*Passage to read*
——
According to Professor Momi Dahan, head of the School for Public Policy of the Hebrew University, a principal reason for the increase in poverty was the cutting of social benefits in 2003, which was supposed to lead to increased wealth by encouraging people to work. He noted that high poverty rates are a prime preventive to long-term economic growth.

 

Lapid admitted that his harshest budget cuts are aimed at the chareidim in order to push them from the beis hamedrash into the workplace.

 

“I already made cuts for the chareidim…,” he wrote on Facebook. “Israel doesn’t need a culture of allowances, but a culture of work.”

 

“What are child allowances?” he added. “Child allowances say ‘I have kids but I want someone else to pay.’ Who is paying? Someone else who has kids, who is taking from his kids and giving to others’ kids. The cuts act to push people to the job market.

 

“Allowances don’t prevent poverty, allowances perpetuate poverty.”

 

Shas head Aryeh Deri slammed the fact that the budget’s edicts hit hard against Israel’s poor.
——
*Data shown*
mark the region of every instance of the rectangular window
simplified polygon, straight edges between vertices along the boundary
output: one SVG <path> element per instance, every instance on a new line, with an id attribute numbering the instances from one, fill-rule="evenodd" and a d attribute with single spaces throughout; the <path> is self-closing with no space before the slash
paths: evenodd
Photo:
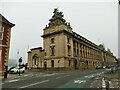
<path id="1" fill-rule="evenodd" d="M 54 60 L 51 61 L 51 67 L 54 67 Z"/>
<path id="2" fill-rule="evenodd" d="M 71 47 L 68 46 L 68 56 L 70 56 L 70 55 L 71 55 Z"/>
<path id="3" fill-rule="evenodd" d="M 0 61 L 2 60 L 2 50 L 0 50 Z"/>
<path id="4" fill-rule="evenodd" d="M 0 26 L 0 40 L 3 40 L 4 27 Z"/>
<path id="5" fill-rule="evenodd" d="M 55 55 L 55 48 L 54 47 L 51 48 L 51 54 L 52 54 L 52 56 Z"/>
<path id="6" fill-rule="evenodd" d="M 70 43 L 70 38 L 67 38 L 67 43 Z"/>

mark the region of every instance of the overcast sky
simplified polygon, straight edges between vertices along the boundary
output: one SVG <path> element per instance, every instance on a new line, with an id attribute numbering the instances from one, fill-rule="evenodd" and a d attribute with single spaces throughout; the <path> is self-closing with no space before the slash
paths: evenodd
<path id="1" fill-rule="evenodd" d="M 28 48 L 43 47 L 41 35 L 54 8 L 63 12 L 73 31 L 97 45 L 103 43 L 118 56 L 118 3 L 114 1 L 2 2 L 1 14 L 15 24 L 11 32 L 9 58 L 16 59 L 19 50 L 19 57 L 27 62 Z"/>

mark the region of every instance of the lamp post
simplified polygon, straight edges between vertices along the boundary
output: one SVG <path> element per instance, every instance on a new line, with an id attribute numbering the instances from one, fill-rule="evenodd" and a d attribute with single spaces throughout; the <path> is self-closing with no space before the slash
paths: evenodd
<path id="1" fill-rule="evenodd" d="M 59 71 L 59 63 L 60 63 L 60 60 L 58 60 L 58 71 Z"/>
<path id="2" fill-rule="evenodd" d="M 20 64 L 22 63 L 22 57 L 20 57 L 20 59 L 18 60 L 18 62 L 19 62 L 19 75 L 20 75 Z"/>

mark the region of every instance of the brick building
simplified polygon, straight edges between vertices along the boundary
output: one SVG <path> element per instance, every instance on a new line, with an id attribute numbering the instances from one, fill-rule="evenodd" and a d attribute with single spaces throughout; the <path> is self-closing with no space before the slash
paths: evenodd
<path id="1" fill-rule="evenodd" d="M 0 14 L 0 73 L 3 75 L 4 66 L 8 66 L 11 28 L 15 24 L 9 22 Z"/>
<path id="2" fill-rule="evenodd" d="M 110 50 L 106 51 L 103 45 L 96 45 L 72 31 L 70 23 L 67 23 L 63 16 L 62 12 L 54 9 L 49 24 L 43 29 L 42 66 L 46 63 L 47 69 L 91 69 L 116 63 Z M 28 58 L 28 67 L 32 67 L 30 63 L 33 61 L 34 59 L 30 62 Z"/>

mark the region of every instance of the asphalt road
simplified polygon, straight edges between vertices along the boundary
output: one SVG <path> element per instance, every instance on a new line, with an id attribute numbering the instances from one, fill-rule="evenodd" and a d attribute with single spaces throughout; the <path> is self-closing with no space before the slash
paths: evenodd
<path id="1" fill-rule="evenodd" d="M 56 71 L 46 73 L 27 73 L 26 75 L 2 82 L 2 88 L 84 88 L 91 78 L 107 70 Z"/>

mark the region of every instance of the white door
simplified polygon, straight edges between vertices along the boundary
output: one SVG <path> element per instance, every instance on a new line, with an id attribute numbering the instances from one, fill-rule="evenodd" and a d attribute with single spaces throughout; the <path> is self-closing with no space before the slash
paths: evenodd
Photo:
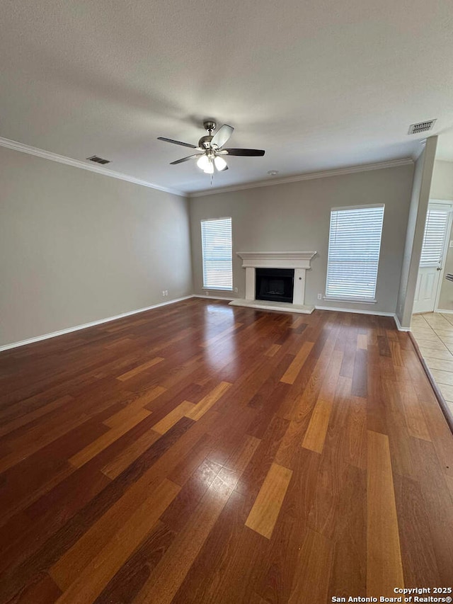
<path id="1" fill-rule="evenodd" d="M 435 308 L 446 239 L 451 226 L 449 204 L 430 203 L 428 205 L 415 287 L 414 313 L 432 312 Z"/>

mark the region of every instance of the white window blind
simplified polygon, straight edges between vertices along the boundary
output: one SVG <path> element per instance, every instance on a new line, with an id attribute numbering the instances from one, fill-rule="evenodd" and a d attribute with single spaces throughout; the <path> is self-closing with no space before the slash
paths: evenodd
<path id="1" fill-rule="evenodd" d="M 332 210 L 326 297 L 374 300 L 383 221 L 384 205 Z"/>
<path id="2" fill-rule="evenodd" d="M 444 244 L 448 226 L 447 209 L 430 208 L 425 223 L 425 234 L 422 246 L 420 266 L 440 266 L 444 251 Z"/>
<path id="3" fill-rule="evenodd" d="M 203 287 L 233 289 L 231 219 L 201 221 Z"/>

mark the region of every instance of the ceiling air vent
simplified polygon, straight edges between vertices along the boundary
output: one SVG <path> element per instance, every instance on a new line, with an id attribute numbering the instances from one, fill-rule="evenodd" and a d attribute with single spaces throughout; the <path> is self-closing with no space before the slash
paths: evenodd
<path id="1" fill-rule="evenodd" d="M 408 135 L 419 135 L 430 130 L 435 124 L 435 120 L 428 120 L 428 122 L 420 122 L 418 124 L 411 124 Z"/>
<path id="2" fill-rule="evenodd" d="M 87 159 L 89 159 L 90 161 L 94 161 L 95 164 L 102 164 L 103 166 L 105 164 L 110 164 L 110 159 L 103 159 L 102 157 L 98 157 L 97 155 L 92 155 L 91 157 L 87 157 Z"/>

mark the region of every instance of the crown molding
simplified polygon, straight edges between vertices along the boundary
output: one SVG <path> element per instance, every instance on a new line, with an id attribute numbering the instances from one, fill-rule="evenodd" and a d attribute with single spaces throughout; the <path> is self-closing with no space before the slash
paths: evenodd
<path id="1" fill-rule="evenodd" d="M 363 164 L 360 166 L 350 166 L 348 168 L 338 168 L 335 170 L 325 170 L 321 172 L 307 172 L 297 176 L 286 176 L 282 178 L 273 178 L 269 181 L 258 181 L 254 183 L 247 183 L 243 185 L 232 185 L 230 187 L 219 187 L 202 191 L 188 193 L 190 198 L 194 197 L 205 197 L 208 195 L 217 195 L 221 193 L 255 189 L 259 187 L 272 187 L 274 185 L 283 185 L 286 183 L 298 183 L 300 181 L 312 181 L 316 178 L 326 178 L 329 176 L 340 176 L 343 174 L 353 174 L 355 172 L 367 172 L 369 170 L 382 170 L 384 168 L 398 168 L 400 166 L 408 166 L 413 164 L 411 157 L 404 157 L 402 159 L 392 159 L 389 161 L 379 161 L 377 164 Z"/>
<path id="2" fill-rule="evenodd" d="M 29 155 L 35 155 L 37 157 L 42 157 L 44 159 L 50 159 L 51 161 L 57 161 L 59 164 L 66 164 L 67 166 L 71 166 L 73 168 L 81 168 L 82 170 L 88 170 L 90 172 L 96 172 L 97 174 L 102 174 L 103 176 L 110 176 L 112 178 L 117 178 L 120 181 L 126 181 L 128 183 L 133 183 L 134 185 L 139 185 L 142 187 L 156 189 L 159 191 L 178 195 L 180 197 L 187 197 L 186 193 L 176 189 L 161 187 L 159 185 L 154 184 L 154 183 L 149 183 L 147 181 L 142 181 L 140 178 L 135 178 L 134 176 L 129 176 L 127 174 L 123 174 L 122 172 L 115 172 L 108 168 L 103 168 L 101 166 L 90 165 L 80 159 L 73 159 L 71 157 L 66 157 L 64 155 L 59 155 L 57 153 L 52 153 L 51 151 L 45 151 L 43 149 L 30 147 L 28 144 L 24 144 L 22 142 L 18 142 L 16 140 L 11 140 L 3 137 L 0 137 L 0 147 L 12 149 L 13 151 L 19 151 L 21 153 L 28 153 Z"/>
——
*Work to do*
1. Name every person the passage about Israel's budget cuts mentions by name.
2. In the listing, begin at the line that has "mark the region of every instance of the ceiling" and stop after the line that has "408 135 L 419". Output those lines as a numbered list, skipping any blank lines.

*Solutions for each task*
1. Momi Dahan, Lapid, Aryeh Deri

2.
1. mark the region of every instance of the ceiling air vent
2. simplified polygon, straight edges between vertices along the boundary
3. output: one SVG <path> element per instance, every instance on a new line, with an id attribute numbering the instances from one, fill-rule="evenodd" and a d attribute with single spaces throughout; the <path> is self-closing with no space before the slash
4. paths: evenodd
5. <path id="1" fill-rule="evenodd" d="M 408 135 L 419 135 L 430 130 L 435 124 L 435 120 L 428 120 L 428 122 L 420 122 L 418 124 L 411 124 Z"/>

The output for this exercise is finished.